→ Source passage
# Belt For The Sb Mill??



## Kroll (Jul 27, 2015)

Guys I finally figure out how to remove the drive pulleys so now moving on to my next problem which is to locate a belt for the mill.In the parts list it is called a Timing Belt PT710-1,I did google it but nothing pops up.As hard as what the head was to take apart I would like to go ahead and replace both belts even if they do look good.Is this belt something that a parts house would have or where can a person find this special made belt?Thanks guys---kroll


----------



## woodtickgreg (Jul 27, 2015)

Maybe from Grizzly?


----------



## Kroll (Jul 27, 2015)

Good ideal Greg,I have purchase parts from them in the past for other machines besides griz like hand wheels.So I went shopping and just pick a mill that's bout the size that I have and they do have the belts,Yahooooooo till I seen the price.Here's a link cause I don't think anyone would believe me about the price.How does 186.00 fit the budget for a belt?????http://www.grizzly.com/products/g9901/parts Page 14,item 323 Timing Belt
You know as much as I like their machines but their prices for parts are a big turn off,man whos the thief here.Never gave a though that a belt would cost that much.
Still a though that counts-----kroll


----------



## woodtickgreg (Jul 27, 2015)

ok, plan B, Maybe a machinery repair shop near you might have some ideas. There are a couple of shops here that do it but they mostly specialize in bridgeports.


----------



## GK1918 (Jul 28, 2015)

→ Data section
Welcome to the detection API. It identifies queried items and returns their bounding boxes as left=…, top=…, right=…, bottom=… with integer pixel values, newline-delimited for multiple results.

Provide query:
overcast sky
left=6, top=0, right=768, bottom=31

→ Tasks to complete
• A. In the mill belt thread, restate the passage that begins at the words "Good ideal Greg,I" and stops after "cost that much.", putting "crook" in place of "thief".
• B. Answer these from the mill belt thread:
(i) What name and part number does the parts list give the belt?
(ii) What price did the Grizzly parts page show for the belt?
(iii) What do the repair shops near woodtickgreg mostly specialize in?
• C. Carry the mill belt thread forward from the point where it ends.

→ Answers
• A.
Good ideal Greg,I have purchase parts from them in the past for other machines besides griz like hand wheels.So I went shopping and just pick a mill that's bout the size that I have and they do have the belts,Yahooooooo till I seen the price.Here's a link cause I don't think anyone would believe me about the price.How does 186.00 fit the budget for a belt?????http://www.grizzly.com/products/g9901/parts Page 14,item 323 Timing Belt
You know as much as I like their machines but their prices for parts are a big turn off,man whos the crook here.Never gave a though that a belt would cost that much.

• B.
(i) Timing Belt PT710-1
(ii) 186.00
(iii) Bridgeports

• C.
I bought my timing belt from local Napa  they just crossed the numbers over to Gates
Like $58 bucks

sam


----------



## Kroll (Jul 29, 2015)

Thanks guys for the suggestions,Sam I will be heading to Napa tomorrow.Thanks again


----------



## gradient (Nov 22, 2015)

Kroll said:


> Guys I finally figure out how to remove the drive pulleys so now moving on to my next problem which is to locate a belt for the mill.In the parts list it is called a Timing Belt PT710-1,I did google it but nothing pops up.As hard as what the head was to take apart I would like to go ahead and replace both belts even if they do look good.Is this belt something that a parts house would have or where can a person find this special made belt?Thanks guys---kroll



I know this is a quite a bit late but I got one from Amazon for a lot less.  About $23 now.  Last year I got it for $8.

http://www.amazon.com/Bestorq-330H075-Timing-Belt/dp/B00J9U5HQO

Any documentation for removing the pulleys.  I only have exploded diagrams, no procedure.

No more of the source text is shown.